Problem requirements ::
Write out, word for word, the part of the listing below that opens with the line containing "Target: standing person" and closes with the line containing "Question. Provide the position of each instance of the dirt", keeping both of those lines and adding no others.

Provided records ::
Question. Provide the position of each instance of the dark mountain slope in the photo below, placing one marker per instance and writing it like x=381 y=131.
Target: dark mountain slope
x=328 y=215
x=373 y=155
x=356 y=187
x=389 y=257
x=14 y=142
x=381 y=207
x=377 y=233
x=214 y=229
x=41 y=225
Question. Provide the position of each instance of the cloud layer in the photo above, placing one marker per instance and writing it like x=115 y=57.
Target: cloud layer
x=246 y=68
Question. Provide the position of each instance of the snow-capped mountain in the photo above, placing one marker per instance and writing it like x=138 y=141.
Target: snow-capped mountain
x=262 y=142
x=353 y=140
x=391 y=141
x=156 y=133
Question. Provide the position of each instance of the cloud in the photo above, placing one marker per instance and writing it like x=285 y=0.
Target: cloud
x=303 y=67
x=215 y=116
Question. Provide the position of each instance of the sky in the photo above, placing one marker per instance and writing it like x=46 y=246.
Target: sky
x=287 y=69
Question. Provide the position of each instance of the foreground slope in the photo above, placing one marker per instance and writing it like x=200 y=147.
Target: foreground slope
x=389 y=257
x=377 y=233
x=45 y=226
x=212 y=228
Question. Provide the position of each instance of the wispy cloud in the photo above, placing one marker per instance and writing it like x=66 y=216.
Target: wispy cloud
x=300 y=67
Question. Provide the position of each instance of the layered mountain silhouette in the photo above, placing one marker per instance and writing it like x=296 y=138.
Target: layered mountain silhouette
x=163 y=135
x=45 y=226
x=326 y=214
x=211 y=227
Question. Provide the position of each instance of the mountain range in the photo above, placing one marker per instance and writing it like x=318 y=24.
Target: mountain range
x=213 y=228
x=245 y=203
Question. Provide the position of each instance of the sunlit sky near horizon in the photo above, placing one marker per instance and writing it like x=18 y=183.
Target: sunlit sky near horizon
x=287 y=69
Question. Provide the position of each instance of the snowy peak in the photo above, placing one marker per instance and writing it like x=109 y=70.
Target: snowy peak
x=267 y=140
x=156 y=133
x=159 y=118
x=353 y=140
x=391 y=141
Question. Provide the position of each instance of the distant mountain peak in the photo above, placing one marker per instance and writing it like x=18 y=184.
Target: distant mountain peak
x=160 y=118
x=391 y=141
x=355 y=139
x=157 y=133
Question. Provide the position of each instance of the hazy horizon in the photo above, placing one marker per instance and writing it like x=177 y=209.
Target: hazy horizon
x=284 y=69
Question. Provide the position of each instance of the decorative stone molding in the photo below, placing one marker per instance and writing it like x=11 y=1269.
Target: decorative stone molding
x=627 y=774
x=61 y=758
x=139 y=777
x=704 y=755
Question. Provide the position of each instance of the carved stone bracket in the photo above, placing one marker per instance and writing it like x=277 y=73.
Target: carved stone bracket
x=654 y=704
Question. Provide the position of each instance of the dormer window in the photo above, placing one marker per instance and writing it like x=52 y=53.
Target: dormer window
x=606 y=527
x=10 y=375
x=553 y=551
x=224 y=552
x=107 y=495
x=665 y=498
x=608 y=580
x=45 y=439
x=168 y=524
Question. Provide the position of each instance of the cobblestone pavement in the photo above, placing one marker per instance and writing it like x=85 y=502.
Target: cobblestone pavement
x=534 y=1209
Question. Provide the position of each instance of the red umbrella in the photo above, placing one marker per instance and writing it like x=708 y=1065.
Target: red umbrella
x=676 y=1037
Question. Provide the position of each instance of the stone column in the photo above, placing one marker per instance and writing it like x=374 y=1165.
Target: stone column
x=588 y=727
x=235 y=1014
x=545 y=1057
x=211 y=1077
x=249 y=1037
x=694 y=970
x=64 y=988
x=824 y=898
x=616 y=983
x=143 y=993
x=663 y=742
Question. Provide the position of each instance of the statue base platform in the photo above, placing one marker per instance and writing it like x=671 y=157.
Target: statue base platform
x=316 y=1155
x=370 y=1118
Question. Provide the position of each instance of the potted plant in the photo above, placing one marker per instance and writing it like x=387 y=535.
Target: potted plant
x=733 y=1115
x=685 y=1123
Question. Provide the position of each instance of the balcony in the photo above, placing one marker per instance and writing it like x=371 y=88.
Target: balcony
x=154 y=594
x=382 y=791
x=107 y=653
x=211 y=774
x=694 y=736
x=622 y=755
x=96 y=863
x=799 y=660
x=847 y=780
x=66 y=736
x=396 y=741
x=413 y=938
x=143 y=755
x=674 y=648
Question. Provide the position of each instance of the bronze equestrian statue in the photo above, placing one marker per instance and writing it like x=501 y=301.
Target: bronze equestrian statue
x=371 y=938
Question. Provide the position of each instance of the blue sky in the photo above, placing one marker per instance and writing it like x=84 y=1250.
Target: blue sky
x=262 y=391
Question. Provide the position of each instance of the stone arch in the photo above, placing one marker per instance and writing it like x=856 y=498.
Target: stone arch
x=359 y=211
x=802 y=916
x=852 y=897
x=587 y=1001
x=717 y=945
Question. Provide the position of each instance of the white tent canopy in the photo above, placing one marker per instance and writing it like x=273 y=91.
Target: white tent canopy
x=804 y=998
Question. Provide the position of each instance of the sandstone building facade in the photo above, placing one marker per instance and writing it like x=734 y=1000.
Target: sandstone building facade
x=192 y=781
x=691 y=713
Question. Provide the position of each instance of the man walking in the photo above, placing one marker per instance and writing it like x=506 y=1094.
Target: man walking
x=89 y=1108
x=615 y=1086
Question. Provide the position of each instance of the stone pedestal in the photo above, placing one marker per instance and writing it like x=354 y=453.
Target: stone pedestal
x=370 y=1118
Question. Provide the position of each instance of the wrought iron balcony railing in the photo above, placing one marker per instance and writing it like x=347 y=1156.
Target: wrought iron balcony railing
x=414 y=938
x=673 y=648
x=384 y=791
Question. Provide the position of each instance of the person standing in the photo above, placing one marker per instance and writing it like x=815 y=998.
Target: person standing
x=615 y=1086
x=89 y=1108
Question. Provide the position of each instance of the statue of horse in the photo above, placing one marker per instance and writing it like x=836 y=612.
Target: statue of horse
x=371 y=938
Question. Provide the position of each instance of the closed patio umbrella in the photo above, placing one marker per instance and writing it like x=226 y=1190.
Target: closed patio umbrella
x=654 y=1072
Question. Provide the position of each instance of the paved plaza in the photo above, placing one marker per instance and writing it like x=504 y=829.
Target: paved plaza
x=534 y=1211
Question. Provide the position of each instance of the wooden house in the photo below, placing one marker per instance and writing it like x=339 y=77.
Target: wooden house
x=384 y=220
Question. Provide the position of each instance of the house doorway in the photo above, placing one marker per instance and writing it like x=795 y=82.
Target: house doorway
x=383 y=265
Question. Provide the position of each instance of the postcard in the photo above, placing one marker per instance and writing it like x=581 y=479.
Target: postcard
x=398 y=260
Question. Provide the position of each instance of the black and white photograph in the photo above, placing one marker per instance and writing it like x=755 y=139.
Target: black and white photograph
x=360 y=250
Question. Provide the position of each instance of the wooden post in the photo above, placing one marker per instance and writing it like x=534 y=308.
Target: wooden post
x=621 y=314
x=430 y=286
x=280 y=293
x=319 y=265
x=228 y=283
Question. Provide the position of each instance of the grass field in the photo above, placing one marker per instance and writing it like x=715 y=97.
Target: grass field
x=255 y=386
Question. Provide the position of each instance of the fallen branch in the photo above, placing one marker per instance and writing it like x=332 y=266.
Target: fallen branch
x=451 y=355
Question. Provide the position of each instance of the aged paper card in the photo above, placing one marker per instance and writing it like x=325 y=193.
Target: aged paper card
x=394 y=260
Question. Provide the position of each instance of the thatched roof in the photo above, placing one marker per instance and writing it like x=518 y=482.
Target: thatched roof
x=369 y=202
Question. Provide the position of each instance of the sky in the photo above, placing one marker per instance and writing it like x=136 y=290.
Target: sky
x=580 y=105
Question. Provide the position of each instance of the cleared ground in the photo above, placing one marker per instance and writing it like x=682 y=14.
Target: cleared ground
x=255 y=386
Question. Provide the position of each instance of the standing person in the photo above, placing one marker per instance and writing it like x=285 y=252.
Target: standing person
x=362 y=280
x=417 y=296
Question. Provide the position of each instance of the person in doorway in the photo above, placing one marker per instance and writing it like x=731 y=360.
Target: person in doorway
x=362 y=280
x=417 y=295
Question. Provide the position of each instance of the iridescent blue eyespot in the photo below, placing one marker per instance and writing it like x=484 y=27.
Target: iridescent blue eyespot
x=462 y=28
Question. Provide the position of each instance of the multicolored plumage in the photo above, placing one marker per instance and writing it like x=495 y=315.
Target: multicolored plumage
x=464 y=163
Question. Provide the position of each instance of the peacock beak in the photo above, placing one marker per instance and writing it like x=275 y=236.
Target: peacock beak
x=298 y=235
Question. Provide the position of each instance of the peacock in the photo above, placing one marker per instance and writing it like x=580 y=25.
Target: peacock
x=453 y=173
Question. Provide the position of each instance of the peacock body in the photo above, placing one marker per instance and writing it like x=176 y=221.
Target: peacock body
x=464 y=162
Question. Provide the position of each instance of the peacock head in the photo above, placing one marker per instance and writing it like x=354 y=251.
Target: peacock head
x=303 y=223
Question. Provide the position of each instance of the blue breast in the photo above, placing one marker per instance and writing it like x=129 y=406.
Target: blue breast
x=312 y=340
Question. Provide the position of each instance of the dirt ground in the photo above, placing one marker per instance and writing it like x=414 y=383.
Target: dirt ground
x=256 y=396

The answer ::
Target: standing person
x=362 y=280
x=417 y=296
Question. Provide the position of each instance of the person in doorway in the photo above, placing one marker per instance and writing it like x=731 y=360.
Target: person in doorway
x=362 y=280
x=417 y=295
Question. Provide the position of each instance of the iridescent blue eyespot in the photo below, placing one marker per instance and writing it like x=484 y=27.
Target: iridescent blue eyespot
x=462 y=28
Question. Provide the position of each instance of the multicolored plumage in the photo above, placing one marker per instance and writing it like x=495 y=315.
Target: multicolored plumage
x=464 y=163
Question. Provide the position of each instance of the peacock beak in the photo above, placing one marker per instance and writing it like x=275 y=236.
Target: peacock beak
x=298 y=235
Question. Provide the position of each instance of the peacock in the photo above, placing one marker per instance and writing it like x=580 y=25.
Target: peacock
x=453 y=173
Question. Provide the position of each instance of the peacock body in the photo above, placing one marker per instance and writing it like x=176 y=221.
Target: peacock body
x=464 y=162
Question. Provide the position of each instance of the peacock head in the photo above, placing one marker per instance and writing it like x=354 y=251.
Target: peacock head
x=303 y=223
Question. Provide the position of each instance of the blue breast in the photo above, placing one marker per instance and writing it like x=129 y=406.
Target: blue breast
x=312 y=340
Question. Provide the position of each instance of the dirt ground in the photo above, placing one marker per instance and writing it like x=414 y=383.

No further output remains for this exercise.